→ **原文**
診療所といえば皆さん、どのような場所を想像するでしょうか。陸の孤島にぽつんとある場所、できる検査はほとんど限られている場所・・自分も赴任前はそう考えていました。
郡上市和良町は、岐阜県のほぼ中央に位置する場所にあり観光地である郡上八幡と下呂市の中間に位置しています。岐阜市までは車で1時間半程の場所にありますが、途中つづら折り(くねくね道)の峠を越えなければならず難所の1つです。(今から冬季がとても心配です)
人口は1500人程度、そのうち高齢者人口は770人程(なんと高齢化率50%以上!)の“超”高齢化地域です。診療所としては血液検査、エコー検査はもちろん、レントゲン、CT検査、胃カメラだって行うことができます。ただし放射線技師さんが常駐でいらっしゃらないため、自分がしなければいけない時も多々あります。最近ようやく、体幹部CTを撮像できるようになってきました。(もちろん技師さんと比べるとかなり稚拙な画像ですが・・)。
そんな診療所での体験を少し、皆さんと共有できればと思います。
【症例】
90代男性(ご本人には掲載許可を頂いております。)
主訴:イノシシ牙による右下腿刺創
現病歴:自分で作ったイノシシ罠の様子を見に行ったらイノシシに遭遇、勝てると思っていたが突進され受傷した。
とある平日の16時55分、その男性は独歩で外来に滑り込み受診されました。その男性はその日の2時間前に定期外来を受診され内服薬をもらい帰宅されていた方でしたので、スタッフ一同「どうしたのよ一体!?」と驚きを隠しきれませんでした。

→ **取り組む作業**
**A.** 和良町の診療所についての文章のうち、「郡上市和良町は、岐阜県のほぼ」から「そんな診療所での体験を少し、皆さんと共有できればと思います。」までを一字一句そのまま書き写してください。
**B.** 和良町の診療所についての文章を、最後の文の後から書き継いでください。
この後の項目は、今回の作業には一切関係しません。

→ **提供資料**
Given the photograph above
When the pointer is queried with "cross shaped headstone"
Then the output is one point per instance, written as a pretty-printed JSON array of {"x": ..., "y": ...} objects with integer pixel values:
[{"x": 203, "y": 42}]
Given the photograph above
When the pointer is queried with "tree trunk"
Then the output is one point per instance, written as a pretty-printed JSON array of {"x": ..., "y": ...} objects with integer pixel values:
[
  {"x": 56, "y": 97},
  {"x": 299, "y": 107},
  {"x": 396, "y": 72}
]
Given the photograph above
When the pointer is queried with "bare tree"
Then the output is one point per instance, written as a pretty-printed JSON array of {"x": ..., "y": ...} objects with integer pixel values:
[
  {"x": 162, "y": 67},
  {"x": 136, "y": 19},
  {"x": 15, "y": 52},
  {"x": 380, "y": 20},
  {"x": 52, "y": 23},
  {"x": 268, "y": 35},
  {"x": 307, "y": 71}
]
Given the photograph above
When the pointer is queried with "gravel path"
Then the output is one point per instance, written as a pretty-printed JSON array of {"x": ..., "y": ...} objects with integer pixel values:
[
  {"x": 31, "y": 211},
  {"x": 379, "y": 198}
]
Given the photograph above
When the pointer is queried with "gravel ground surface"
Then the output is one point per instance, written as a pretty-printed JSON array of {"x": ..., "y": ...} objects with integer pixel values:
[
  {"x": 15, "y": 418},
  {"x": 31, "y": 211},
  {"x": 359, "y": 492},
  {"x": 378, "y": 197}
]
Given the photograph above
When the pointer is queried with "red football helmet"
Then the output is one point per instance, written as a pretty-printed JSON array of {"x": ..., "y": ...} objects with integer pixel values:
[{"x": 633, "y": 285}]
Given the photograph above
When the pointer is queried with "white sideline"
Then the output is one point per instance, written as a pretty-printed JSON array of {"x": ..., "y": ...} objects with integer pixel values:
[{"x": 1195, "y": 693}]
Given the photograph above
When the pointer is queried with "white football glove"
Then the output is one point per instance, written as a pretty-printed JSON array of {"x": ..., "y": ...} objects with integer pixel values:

→ **解答**
**A.**
郡上市和良町は、岐阜県のほぼ中央に位置する場所にあり観光地である郡上八幡と下呂市の中間に位置しています。岐阜市までは車で1時間半程の場所にありますが、途中つづら折り(くねくね道)の峠を越えなければならず難所の1つです。(今から冬季がとても心配です)
人口は1500人程度、そのうち高齢者人口は770人程(なんと高齢化率50%以上!)の“超”高齢化地域です。診療所としては血液検査、エコー検査はもちろん、レントゲン、CT検査、胃カメラだって行うことができます。ただし放射線技師さんが常駐でいらっしゃらないため、自分がしなければいけない時も多々あります。最近ようやく、体幹部CTを撮像できるようになってきました。(もちろん技師さんと比べるとかなり稚拙な画像ですが・・)。
そんな診療所での体験を少し、皆さんと共有できればと思います。

**B.**
傷をみて慌ててスタッフ総出で処置の準備へ、彼の右足は膝から足首にかけて4か所の刺傷痕、止血は得られていたもののいくつかは脂肪組織が露出し表皮真皮は欠損している状態でした。急いで患者さんを処置台に寝かせ、清潔シートをかぶせます。滅菌手袋を装着すれば、小さな診療所の一室も手術室に早変わりです。無影灯だってあります。(おそらく昔の名残でしょうか。)
小1時間にわたる大手術、合計23針の縫合処置が終了しました。処置中も患者さんは笑顔で自分が縫合されている様子を凝視されていました。「自分の傷をみても、気持ち悪くならないですか。」と聞いても、「そんなことはない。」とにこやかに話されました。やはり90代の方のメンタルはすごいですね。
処置後は笑顔で歩かれて帰宅されました、現在は全て抜糸し、創部フォローのために定期的に診療所に足を運んでもらっています。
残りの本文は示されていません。